- _INPUT FOR THIS TASK_:

======

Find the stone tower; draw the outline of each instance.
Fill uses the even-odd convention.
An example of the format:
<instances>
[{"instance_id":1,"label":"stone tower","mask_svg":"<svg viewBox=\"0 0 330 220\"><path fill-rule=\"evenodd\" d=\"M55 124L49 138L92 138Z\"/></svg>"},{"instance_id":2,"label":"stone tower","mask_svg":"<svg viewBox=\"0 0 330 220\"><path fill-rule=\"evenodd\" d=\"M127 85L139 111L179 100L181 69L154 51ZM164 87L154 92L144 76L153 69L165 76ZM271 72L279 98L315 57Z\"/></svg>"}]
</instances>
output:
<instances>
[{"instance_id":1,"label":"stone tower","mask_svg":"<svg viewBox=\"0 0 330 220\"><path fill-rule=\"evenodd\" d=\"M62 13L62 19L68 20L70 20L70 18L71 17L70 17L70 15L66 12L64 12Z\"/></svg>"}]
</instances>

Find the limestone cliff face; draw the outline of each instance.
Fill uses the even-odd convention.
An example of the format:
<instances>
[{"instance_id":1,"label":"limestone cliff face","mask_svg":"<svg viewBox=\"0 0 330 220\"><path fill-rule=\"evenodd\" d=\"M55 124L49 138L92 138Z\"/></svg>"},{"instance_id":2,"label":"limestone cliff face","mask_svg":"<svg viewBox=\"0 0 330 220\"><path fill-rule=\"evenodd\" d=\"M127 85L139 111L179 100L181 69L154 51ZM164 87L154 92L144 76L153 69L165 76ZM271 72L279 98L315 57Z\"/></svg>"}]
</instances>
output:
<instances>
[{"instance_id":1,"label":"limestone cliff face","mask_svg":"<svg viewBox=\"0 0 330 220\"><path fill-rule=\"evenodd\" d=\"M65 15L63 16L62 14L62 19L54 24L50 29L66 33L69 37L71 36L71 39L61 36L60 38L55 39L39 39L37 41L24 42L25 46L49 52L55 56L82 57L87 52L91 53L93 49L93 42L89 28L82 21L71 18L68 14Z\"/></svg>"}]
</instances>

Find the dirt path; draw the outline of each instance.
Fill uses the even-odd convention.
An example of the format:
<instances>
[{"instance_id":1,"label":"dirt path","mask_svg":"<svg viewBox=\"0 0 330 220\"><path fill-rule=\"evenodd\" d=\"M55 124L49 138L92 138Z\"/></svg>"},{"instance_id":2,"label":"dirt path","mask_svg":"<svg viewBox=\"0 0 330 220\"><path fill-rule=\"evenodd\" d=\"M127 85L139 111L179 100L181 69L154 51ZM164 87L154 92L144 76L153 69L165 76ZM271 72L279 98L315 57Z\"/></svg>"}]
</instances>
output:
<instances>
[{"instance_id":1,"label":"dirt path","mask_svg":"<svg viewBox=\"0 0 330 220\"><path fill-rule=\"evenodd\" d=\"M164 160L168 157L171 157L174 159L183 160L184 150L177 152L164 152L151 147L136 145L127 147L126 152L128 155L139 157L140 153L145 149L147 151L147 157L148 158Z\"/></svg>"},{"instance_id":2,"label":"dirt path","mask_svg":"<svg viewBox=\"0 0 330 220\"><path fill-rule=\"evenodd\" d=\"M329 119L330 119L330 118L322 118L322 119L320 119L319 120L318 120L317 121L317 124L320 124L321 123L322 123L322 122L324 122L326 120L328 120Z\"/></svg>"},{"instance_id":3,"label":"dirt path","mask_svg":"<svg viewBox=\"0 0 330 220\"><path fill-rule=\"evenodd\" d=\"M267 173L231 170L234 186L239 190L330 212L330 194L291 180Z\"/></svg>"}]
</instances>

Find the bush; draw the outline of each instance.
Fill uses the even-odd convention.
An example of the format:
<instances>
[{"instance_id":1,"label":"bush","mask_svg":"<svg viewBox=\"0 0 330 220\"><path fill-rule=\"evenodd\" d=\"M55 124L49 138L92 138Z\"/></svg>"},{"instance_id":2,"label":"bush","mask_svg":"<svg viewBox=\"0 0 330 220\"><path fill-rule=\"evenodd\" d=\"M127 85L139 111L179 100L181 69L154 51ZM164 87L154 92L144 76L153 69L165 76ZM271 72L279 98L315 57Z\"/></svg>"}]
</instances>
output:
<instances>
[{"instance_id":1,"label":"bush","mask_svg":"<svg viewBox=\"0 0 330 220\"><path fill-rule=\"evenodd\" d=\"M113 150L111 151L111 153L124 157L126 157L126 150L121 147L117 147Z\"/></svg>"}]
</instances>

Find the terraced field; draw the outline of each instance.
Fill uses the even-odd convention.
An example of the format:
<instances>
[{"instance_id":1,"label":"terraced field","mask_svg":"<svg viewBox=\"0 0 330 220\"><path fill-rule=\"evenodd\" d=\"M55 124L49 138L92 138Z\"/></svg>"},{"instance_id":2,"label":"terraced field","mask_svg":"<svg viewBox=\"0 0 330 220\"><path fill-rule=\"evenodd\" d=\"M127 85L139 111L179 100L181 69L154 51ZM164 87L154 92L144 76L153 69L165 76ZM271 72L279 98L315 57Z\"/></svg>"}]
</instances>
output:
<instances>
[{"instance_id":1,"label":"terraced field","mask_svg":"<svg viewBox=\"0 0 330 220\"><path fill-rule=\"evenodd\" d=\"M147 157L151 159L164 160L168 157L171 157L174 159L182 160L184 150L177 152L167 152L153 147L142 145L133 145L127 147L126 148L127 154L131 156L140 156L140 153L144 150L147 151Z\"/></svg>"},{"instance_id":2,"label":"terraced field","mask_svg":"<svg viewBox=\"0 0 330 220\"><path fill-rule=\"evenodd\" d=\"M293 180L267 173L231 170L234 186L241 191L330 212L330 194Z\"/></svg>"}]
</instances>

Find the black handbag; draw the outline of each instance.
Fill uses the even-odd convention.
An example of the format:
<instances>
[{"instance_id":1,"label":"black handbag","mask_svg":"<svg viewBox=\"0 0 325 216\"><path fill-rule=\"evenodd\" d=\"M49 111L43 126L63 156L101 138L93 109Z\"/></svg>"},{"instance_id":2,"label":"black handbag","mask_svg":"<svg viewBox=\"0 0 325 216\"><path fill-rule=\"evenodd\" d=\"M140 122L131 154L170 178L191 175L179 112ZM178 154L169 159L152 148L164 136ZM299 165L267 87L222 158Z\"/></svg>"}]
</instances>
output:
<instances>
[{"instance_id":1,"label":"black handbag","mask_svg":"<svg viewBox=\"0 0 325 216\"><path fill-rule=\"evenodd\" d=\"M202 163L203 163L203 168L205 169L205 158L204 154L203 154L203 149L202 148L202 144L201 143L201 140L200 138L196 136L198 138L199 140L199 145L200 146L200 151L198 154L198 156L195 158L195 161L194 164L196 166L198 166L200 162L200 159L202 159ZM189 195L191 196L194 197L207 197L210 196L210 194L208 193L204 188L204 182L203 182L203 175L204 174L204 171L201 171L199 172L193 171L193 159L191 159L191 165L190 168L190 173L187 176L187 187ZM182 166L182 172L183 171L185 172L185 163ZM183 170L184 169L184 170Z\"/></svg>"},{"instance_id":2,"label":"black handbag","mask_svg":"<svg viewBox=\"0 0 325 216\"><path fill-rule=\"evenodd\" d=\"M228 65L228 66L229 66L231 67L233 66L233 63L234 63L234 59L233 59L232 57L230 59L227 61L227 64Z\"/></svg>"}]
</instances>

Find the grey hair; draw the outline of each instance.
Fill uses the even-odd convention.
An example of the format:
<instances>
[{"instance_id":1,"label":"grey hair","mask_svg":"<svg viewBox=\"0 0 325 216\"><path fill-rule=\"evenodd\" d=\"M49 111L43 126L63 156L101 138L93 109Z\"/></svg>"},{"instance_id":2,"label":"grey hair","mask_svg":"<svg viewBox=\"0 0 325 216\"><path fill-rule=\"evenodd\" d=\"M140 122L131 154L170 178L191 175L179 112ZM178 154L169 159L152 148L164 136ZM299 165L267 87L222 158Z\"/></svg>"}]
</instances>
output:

======

- _AIM OF THE TASK_: How many lines in the data above contain the word "hair"? Reply with the number only.

- _RESULT OF THE TASK_: 2